Referring expression data:
Segment Open

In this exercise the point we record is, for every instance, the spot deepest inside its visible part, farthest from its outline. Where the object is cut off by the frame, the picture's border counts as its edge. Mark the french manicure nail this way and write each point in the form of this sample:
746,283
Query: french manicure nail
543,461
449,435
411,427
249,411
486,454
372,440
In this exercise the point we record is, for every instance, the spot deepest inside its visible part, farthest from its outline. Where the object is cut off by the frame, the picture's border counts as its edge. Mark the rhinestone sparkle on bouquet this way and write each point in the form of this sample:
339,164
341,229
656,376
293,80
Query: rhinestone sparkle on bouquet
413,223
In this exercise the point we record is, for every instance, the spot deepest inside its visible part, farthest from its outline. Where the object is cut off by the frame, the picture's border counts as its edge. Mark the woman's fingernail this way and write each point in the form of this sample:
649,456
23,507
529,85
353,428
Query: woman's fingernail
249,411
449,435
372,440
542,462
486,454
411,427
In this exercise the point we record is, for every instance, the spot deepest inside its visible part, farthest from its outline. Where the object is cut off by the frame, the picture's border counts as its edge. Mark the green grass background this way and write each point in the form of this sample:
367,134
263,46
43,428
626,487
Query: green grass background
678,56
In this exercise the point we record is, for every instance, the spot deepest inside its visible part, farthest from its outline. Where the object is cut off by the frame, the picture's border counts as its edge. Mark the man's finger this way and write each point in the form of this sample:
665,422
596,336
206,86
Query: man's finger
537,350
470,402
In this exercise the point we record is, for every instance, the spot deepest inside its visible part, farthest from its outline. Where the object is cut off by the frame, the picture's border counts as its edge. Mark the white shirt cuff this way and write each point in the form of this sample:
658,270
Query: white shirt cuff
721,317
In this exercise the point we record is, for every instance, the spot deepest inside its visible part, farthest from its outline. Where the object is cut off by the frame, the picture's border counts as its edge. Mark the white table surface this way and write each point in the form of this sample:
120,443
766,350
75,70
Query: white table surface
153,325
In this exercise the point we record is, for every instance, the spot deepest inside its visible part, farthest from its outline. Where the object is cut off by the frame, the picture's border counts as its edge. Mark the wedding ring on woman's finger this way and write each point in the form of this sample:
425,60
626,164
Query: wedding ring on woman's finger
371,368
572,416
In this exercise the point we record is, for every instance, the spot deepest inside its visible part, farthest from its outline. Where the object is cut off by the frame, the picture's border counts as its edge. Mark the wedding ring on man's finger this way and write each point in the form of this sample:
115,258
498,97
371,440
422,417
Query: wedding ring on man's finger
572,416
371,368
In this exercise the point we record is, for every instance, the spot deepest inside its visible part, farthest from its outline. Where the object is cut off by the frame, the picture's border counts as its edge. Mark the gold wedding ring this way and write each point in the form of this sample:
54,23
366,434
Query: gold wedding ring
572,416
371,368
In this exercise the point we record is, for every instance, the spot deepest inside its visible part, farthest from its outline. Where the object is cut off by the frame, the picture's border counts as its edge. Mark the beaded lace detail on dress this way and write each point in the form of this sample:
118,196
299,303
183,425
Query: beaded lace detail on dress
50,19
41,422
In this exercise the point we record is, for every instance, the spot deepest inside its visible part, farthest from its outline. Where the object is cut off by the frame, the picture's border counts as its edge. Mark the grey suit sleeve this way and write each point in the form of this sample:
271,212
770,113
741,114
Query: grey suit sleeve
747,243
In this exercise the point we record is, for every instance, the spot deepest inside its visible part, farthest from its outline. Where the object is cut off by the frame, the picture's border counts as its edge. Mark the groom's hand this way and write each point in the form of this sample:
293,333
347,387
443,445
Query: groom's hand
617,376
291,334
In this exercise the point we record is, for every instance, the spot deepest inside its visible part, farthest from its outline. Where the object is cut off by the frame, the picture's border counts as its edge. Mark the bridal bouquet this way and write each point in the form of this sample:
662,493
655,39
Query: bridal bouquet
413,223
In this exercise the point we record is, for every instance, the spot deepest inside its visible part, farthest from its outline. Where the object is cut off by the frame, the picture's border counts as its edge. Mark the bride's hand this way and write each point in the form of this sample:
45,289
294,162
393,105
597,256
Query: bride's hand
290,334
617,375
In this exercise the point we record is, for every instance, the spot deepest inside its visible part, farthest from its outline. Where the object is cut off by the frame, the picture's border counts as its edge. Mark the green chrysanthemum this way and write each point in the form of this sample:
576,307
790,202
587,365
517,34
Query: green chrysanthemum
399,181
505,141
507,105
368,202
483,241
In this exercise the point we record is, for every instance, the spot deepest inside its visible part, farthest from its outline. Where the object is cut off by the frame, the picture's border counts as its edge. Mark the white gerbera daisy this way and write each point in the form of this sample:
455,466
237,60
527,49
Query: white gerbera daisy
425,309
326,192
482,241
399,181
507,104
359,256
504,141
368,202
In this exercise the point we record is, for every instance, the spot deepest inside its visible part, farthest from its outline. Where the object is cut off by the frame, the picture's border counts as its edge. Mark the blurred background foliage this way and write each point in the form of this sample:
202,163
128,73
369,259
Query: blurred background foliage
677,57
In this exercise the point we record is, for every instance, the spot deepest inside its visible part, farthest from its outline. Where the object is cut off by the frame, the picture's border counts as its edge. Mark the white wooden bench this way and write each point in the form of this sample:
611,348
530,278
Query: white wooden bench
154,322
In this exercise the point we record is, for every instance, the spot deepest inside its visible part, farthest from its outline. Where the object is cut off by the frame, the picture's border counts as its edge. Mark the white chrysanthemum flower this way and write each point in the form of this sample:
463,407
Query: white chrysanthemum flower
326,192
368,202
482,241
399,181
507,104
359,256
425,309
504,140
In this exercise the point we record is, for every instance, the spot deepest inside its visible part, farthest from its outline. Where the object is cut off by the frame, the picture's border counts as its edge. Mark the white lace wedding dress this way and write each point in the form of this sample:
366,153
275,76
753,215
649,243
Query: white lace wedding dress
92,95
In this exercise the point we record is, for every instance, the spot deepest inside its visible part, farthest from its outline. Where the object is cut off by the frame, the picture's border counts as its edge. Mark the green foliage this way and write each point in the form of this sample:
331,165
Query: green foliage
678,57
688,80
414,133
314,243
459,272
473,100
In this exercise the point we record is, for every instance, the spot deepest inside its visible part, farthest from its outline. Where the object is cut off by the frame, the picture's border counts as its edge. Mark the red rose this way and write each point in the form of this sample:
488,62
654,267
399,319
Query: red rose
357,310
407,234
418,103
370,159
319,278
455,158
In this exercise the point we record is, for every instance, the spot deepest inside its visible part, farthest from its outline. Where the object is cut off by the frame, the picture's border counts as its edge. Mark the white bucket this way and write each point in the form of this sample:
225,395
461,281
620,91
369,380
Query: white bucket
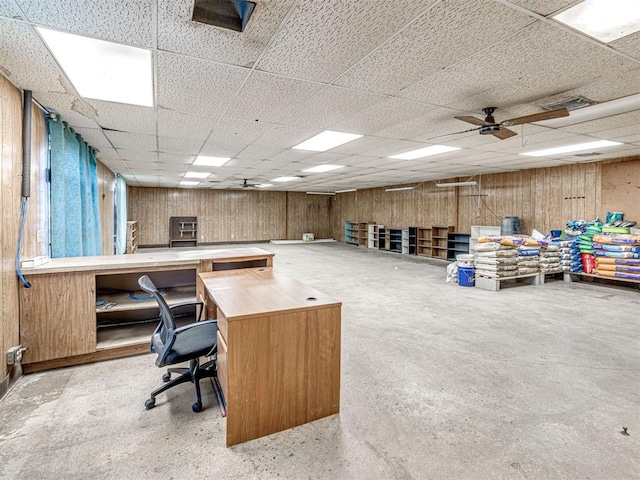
464,260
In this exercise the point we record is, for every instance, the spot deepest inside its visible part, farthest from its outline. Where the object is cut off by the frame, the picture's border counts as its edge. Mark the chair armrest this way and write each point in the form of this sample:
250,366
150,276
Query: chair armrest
197,303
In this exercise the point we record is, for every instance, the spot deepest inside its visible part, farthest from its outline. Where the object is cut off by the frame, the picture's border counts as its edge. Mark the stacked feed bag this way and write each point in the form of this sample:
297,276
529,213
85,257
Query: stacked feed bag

Segment Closed

Take every line above that includes the string "feed" and return it.

### Expected answer
In this exercise the point we record is, for every instance, the spot deepest inside its visible part, farthest from its outline. Where the object is cut off by the frame, the picture's border counts as its edge. Mark the stacked feed bag this way and write each point in the form of this sample:
Query: stacked feed bag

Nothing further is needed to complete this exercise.